- Task goal: Rewrite the rows below, substituting "lamp post" for every "tree trunk" and leaving all else unchanged.

- Data in this exercise:

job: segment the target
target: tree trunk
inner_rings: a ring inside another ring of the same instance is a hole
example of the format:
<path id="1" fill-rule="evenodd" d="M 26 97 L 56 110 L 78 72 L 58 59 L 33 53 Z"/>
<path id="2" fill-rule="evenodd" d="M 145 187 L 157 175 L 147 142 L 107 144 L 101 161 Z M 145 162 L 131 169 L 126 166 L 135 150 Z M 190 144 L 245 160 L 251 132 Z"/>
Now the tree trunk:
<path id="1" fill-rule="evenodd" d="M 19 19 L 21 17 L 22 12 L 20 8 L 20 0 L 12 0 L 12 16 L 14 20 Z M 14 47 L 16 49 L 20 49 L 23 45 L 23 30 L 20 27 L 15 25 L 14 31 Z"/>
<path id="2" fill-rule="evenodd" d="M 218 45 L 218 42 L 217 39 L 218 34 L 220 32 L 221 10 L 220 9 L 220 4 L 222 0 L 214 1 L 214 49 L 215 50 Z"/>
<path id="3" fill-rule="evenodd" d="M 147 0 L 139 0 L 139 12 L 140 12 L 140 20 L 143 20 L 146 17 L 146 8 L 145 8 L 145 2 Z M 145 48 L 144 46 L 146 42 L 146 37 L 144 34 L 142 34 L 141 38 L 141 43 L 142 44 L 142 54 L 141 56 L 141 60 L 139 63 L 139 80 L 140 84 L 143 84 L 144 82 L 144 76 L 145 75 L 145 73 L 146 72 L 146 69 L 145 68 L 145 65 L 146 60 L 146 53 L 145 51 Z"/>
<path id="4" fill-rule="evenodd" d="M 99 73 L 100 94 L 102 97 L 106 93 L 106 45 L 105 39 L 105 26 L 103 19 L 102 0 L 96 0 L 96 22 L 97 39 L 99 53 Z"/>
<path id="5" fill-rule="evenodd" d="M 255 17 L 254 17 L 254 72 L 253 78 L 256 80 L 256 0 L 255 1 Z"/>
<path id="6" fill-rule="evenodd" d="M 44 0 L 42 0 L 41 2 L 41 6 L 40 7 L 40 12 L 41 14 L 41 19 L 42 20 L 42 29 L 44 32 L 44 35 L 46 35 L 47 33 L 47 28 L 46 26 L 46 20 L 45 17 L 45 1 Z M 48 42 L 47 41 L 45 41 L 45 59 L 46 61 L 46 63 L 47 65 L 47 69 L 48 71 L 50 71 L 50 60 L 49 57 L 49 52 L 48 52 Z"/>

- Answer:
job: segment the target
target: lamp post
inner_rings: a ring inside another ring of the same instance is a hole
example of the format:
<path id="1" fill-rule="evenodd" d="M 26 97 L 56 110 L 78 72 L 58 59 L 33 53 Z"/>
<path id="2" fill-rule="evenodd" d="M 145 187 L 157 175 L 147 142 L 107 144 L 101 161 Z M 145 162 L 131 169 L 126 166 L 135 150 Z M 190 144 L 245 160 L 251 132 Z"/>
Now the lamp post:
<path id="1" fill-rule="evenodd" d="M 19 19 L 21 17 L 22 12 L 20 8 L 20 0 L 12 0 L 12 16 L 14 20 Z M 14 47 L 16 49 L 20 49 L 23 45 L 23 30 L 20 27 L 15 25 L 14 31 Z"/>
<path id="2" fill-rule="evenodd" d="M 218 45 L 218 42 L 217 39 L 218 34 L 220 32 L 221 10 L 220 9 L 220 4 L 222 0 L 214 1 L 214 49 L 215 50 Z"/>
<path id="3" fill-rule="evenodd" d="M 147 0 L 139 0 L 139 12 L 140 12 L 140 20 L 143 20 L 146 17 L 146 8 L 145 8 L 145 2 Z M 145 48 L 144 46 L 146 42 L 146 37 L 144 34 L 142 34 L 141 38 L 141 43 L 142 44 L 142 54 L 141 56 L 141 60 L 139 63 L 139 80 L 140 84 L 143 84 L 144 82 L 144 76 L 145 75 L 145 73 L 146 72 L 146 69 L 145 68 L 145 65 L 146 60 L 146 53 L 145 51 Z"/>
<path id="4" fill-rule="evenodd" d="M 99 73 L 100 94 L 102 97 L 106 93 L 106 45 L 105 39 L 105 26 L 103 19 L 102 0 L 96 0 L 96 22 L 97 39 L 99 53 Z"/>
<path id="5" fill-rule="evenodd" d="M 255 17 L 254 17 L 254 72 L 253 78 L 256 80 L 256 0 L 255 1 Z"/>
<path id="6" fill-rule="evenodd" d="M 44 0 L 42 0 L 41 2 L 41 6 L 40 7 L 40 12 L 41 14 L 41 19 L 42 20 L 42 29 L 44 32 L 44 35 L 46 35 L 47 33 L 47 28 L 46 26 L 46 20 L 45 17 L 45 1 Z M 48 42 L 47 41 L 45 41 L 45 59 L 46 61 L 46 63 L 47 65 L 47 69 L 48 71 L 50 71 L 50 60 L 49 57 L 49 52 L 48 52 Z"/>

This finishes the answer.